• Aim of the exercise: According to the LLC Operating Agreement page, which four states legally require an LLC to create an Operating Agreement?
[Document segment Boundary: Start]
Last updated May 19, 2022
What is an LLC Operating Agreement?
A Limited Liability Company (LLC) Operating Agreement, also known as an LLC Company Agreement, is a legal document that establishes the rights and responsibilities of each LLC member and provides details such as:
- How decisions are made
- When meetings are held
- How new members are admitted
To be an LLC member, an individual or corporation provides capital contributions in exchange for a percentage of ownership interest in the company. Use LawDepot’s LLC Operating Agreement template to describe each member’s contributions to your company and their role in internal management.
Do I need an Operating Agreement for my LLC?
If you form an LLC in Delaware, Maine, Missouri, or New York, state laws require you to create an Operating Agreement (though you don’t need to file the document with the government). If your state does not require a written company agreement, you should keep in mind that this document is crucial to your company’s internal operations.
An Operating Agreement makes important company processes clear, including how to distribute profits and losses and which members have the authority to bind the company to legal contracts.
As such, multi-member LLCs can use this agreement to reduce the chances of disputes between members. Single-member LLCs may also benefit from an Operating Agreement, especially if the sole member relies on a manager to conduct company business.
[Document segment Boundary: End]
[Data listing Boundary: Start]
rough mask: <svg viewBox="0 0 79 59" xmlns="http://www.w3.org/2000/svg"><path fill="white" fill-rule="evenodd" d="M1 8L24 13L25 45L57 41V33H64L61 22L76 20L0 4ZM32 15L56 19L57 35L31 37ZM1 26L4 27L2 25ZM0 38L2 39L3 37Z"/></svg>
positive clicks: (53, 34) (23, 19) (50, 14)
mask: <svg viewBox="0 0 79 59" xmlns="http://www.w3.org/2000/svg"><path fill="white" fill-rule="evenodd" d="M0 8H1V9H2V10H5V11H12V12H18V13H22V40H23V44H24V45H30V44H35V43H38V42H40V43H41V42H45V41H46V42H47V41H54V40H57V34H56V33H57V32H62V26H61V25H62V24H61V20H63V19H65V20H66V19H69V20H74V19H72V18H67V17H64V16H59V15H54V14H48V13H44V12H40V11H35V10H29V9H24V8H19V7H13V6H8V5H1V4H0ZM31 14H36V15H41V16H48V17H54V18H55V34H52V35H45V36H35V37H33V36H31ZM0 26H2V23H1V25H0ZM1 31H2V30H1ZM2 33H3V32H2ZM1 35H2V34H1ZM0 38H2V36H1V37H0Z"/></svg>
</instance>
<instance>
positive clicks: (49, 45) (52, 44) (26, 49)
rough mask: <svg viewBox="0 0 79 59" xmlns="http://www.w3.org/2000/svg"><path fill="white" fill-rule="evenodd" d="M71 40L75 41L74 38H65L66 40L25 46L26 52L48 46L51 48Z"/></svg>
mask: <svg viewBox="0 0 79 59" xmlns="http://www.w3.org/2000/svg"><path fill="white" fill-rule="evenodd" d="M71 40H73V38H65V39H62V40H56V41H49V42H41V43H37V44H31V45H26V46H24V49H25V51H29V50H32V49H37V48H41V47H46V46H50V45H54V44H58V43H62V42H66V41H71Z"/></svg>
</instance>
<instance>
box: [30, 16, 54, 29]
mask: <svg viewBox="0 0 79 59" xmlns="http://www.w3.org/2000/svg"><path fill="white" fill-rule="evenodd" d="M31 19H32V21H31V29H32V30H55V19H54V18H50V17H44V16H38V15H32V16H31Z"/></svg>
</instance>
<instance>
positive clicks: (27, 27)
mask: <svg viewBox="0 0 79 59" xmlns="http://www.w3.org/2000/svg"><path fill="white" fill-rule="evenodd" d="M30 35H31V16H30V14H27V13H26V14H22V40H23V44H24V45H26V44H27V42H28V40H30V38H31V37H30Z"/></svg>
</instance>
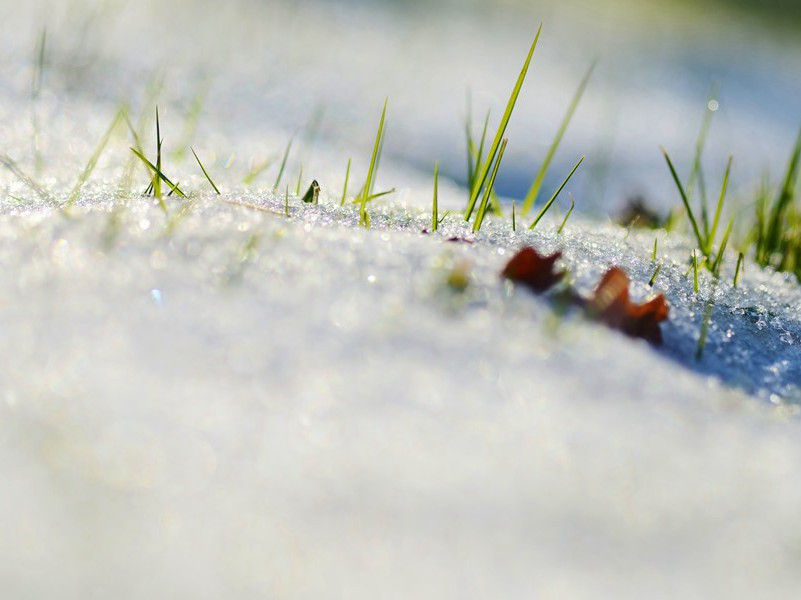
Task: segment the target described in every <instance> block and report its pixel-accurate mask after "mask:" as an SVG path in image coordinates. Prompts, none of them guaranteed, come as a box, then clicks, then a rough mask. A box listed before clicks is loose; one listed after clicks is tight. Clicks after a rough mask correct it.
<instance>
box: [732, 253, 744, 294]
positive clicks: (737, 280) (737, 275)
mask: <svg viewBox="0 0 801 600" xmlns="http://www.w3.org/2000/svg"><path fill="white" fill-rule="evenodd" d="M744 258H745V256H744V255H743V253H742V252H740V253H739V254H738V255H737V266H736V267H735V268H734V289H737V282H738V281H739V280H740V269H741V268H742V266H743V259H744Z"/></svg>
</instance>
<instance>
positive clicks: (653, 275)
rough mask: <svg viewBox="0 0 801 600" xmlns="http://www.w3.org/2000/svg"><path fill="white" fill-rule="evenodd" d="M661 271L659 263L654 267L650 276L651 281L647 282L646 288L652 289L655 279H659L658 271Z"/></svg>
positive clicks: (658, 271)
mask: <svg viewBox="0 0 801 600" xmlns="http://www.w3.org/2000/svg"><path fill="white" fill-rule="evenodd" d="M661 270H662V263H659V264H658V265H657V266H656V270H655V271H654V274H653V275H651V279H650V280H649V281H648V286H649V287H654V283H656V278H657V277H659V271H661Z"/></svg>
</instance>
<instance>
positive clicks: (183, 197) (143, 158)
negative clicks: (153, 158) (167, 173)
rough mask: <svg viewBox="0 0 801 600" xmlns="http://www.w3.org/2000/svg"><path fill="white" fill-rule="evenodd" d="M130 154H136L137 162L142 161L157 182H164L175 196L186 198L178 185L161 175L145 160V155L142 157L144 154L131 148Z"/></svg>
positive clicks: (163, 175)
mask: <svg viewBox="0 0 801 600" xmlns="http://www.w3.org/2000/svg"><path fill="white" fill-rule="evenodd" d="M131 152H133V153H134V154H136V156H137V157H139V160H141V161H142V162H143V163H144V164H145V165H146V166H147V167H148V168H149V169H150V170H151V171H153V176H154V177H156V178H158V179H159V181H164V183H166V184H167V185H168V186H170V190H171V191H174V192H175V193H176V194H178V195H179V196H181V198H186V194H184V193H183V192H182V191H181V189H180V188H179V187H178V185H177V184H175V183H173V182H172V181H170V178H169V177H167V176H166V175H165V174H164V173H162V172H161V171H160V170H159V169H158V168H157V167H156V165H154V164H153V163H152V162H150V161H149V160H147V158H145V155H144V154H142V153H141V152H139V151H138V150H137V149H136V148H131Z"/></svg>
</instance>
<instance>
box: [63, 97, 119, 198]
mask: <svg viewBox="0 0 801 600" xmlns="http://www.w3.org/2000/svg"><path fill="white" fill-rule="evenodd" d="M126 113H127V109H126V108H125V107H120V108H118V109H117V112H116V113H115V115H114V118H113V119H112V120H111V124H110V125H109V126H108V129H106V132H105V134H103V137H102V138H101V140H100V143H99V144H98V145H97V147H96V148H95V151H94V152H93V153H92V156H91V157H89V161H88V162H87V163H86V166H85V167H84V168H83V171H82V172H81V174H80V176H79V177H78V181H76V182H75V185H74V186H73V188H72V191H70V195H69V196H68V197H67V204H66V207H67V208H70V207H71V206H72V205H73V204H74V203H75V201H76V200H77V199H78V194H80V193H81V190H82V189H83V186H84V185H86V182H87V180H88V179H89V176H90V175H91V174H92V171H94V169H95V167H96V166H97V161H98V160H100V155H101V154H103V150H105V148H106V145H107V144H108V141H109V140H110V139H111V136H112V134H113V133H114V130H115V129H117V126H118V125H119V124H120V122H121V121H122V120H123V119H124V118H125V114H126Z"/></svg>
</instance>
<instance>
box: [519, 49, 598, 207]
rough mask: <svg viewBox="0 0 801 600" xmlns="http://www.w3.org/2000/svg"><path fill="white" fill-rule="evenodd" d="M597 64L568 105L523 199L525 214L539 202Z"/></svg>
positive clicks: (588, 69)
mask: <svg viewBox="0 0 801 600" xmlns="http://www.w3.org/2000/svg"><path fill="white" fill-rule="evenodd" d="M596 65H597V62H593V63H592V65H590V68H589V69H588V70H587V73H586V74H585V75H584V77H583V78H582V80H581V83H579V86H578V89H577V90H576V93H575V95H574V96H573V99H572V100H571V101H570V106H568V108H567V112H566V113H565V116H564V118H563V119H562V123H561V124H560V125H559V129H558V130H557V132H556V136H555V137H554V139H553V141H552V142H551V146H550V148H548V154H546V155H545V160H544V161H542V164H541V165H540V168H539V170H538V171H537V175H536V177H535V178H534V182H533V183H532V184H531V188H529V190H528V193H527V194H526V197H525V199H524V200H523V206H522V209H521V213H522V214H523V215H528V213H530V212H531V209H532V208H534V205H535V204H536V203H537V198H538V197H539V194H540V190H541V189H542V184H543V182H544V181H545V176H546V175H547V174H548V169H549V168H550V166H551V162H552V161H553V157H554V155H555V154H556V151H557V150H558V149H559V144H560V143H561V142H562V138H563V137H564V135H565V132H566V131H567V128H568V127H569V126H570V121H571V120H572V119H573V114H574V113H575V112H576V109H577V108H578V105H579V103H580V102H581V98H582V97H583V96H584V91H585V90H586V89H587V84H588V83H589V81H590V77H592V73H593V71H594V70H595V66H596Z"/></svg>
[Data listing Boundary: End]
• Answer space: Delaware, Maine, Missouri, and New York.